PASSAGE TO READ:
········
Degenerative diseases of the retina can damage or destroy photoreceptor cells, resulting in severe vision impairment. One promising way to restore lost vision is to implant an electronic retinal prosthesis, which works by detecting external light and stimulating inner retinal neurons such as ganglion and bipolar cells in response.
Existing retinal implants, however, contain rigid stimulation electrodes that could damage soft retinal tissue. They also suffer from a mismatch between the rigid electrodes and the curved retinal surface, which can be particularly irregular in patients with severe retinal degenerative disease.
To address these limitations, a research team headed up at Yonsei University in Korea has developed a soft retinal prosthesis that combines flexible ultrathin phototransistor arrays with stimulation electrodes made from eutectic gallium–indium alloy, an intrinsically soft liquid metal with low toxicity.
········
GIVEN DATA:
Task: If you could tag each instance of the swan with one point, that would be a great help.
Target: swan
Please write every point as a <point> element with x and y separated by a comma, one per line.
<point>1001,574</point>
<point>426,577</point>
········
Pick up the passage on the soft retinal implant after its last sentence and keep it going. Leave the records out of this entirely.

To create this “artificial retina”, first author Won Gi Chung and colleagues started with a high-resolution phototransistor array (50 × 50 pixels with 100 µm pitch) and 3D printed liquid metal electrodes on top. The electrodes form an array of pillar-like probes (20 µm in diameter and 60 µm in height) that, when placed on the retinal surface, directly stimulate retinal ganglion cells (RGCs).
The tip of each electrode is coated with platinum nanoclusters, which add nanometre-scale roughness and improve charge injection into the retinal neurons. Illuminating the phototransistors generates a photocurrent that injects charge into the RGCs through the electrodes. The action potentials evoked within the RGCs then travel to the optic nerve to create the visual information.
The researchers performed various in vivo tests to assess the biocompatibility of the device. Five weeks after implantation into live retinal degenerative (rd1) mice, they found no signs of bleeding, inflammation or cataracts and no significant impact on retinal thickness. They note that the device’s epiretinal placement – inside the vitreous with the electrode tips positioned on the RGC layer – is safer and less invasive than the subretinal implantation required by previous implants.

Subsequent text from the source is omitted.